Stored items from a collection

◆ ◆ ◆ ◆

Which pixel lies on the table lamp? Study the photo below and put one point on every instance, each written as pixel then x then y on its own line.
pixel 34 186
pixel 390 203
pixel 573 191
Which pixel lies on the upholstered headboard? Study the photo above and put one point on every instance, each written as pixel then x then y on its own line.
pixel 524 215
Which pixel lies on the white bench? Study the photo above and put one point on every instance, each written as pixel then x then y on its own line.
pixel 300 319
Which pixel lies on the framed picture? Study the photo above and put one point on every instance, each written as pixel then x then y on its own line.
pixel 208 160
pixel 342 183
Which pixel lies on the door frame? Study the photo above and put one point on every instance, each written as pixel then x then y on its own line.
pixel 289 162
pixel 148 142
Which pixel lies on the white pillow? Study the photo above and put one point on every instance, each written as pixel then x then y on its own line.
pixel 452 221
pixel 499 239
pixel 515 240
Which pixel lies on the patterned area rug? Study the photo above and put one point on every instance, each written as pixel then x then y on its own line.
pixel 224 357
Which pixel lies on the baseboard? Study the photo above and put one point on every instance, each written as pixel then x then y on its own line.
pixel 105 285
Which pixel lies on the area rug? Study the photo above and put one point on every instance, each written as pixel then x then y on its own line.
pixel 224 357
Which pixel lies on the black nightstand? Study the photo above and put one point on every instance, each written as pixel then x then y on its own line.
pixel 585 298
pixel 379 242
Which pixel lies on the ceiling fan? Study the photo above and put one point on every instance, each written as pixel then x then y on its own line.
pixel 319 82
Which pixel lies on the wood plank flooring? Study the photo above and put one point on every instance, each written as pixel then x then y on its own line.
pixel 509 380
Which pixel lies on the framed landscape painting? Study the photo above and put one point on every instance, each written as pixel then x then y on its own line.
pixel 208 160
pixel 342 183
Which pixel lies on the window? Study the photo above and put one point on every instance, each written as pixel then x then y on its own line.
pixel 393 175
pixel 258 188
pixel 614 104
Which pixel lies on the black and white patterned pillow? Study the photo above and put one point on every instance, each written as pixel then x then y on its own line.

◆ ◆ ◆ ◆

**Exercise aim**: Begin at the line containing "Which pixel lies on the framed landscape" and reproduce every line through the last one in the records above, exactly.

**Answer to the problem**:
Which pixel lies on the framed landscape painting? Study the photo above and put one point on every instance, each written as pixel then x then y on its own line.
pixel 208 160
pixel 342 183
Which pixel lies on the window? Study the photo above and put one point on every instance, each written as pixel then x then y on its own line.
pixel 393 175
pixel 258 188
pixel 614 104
Which pixel lies on the black and white patterned pillow? Study the photo above and put one point on every instance, each written as pixel then x then y on its own line.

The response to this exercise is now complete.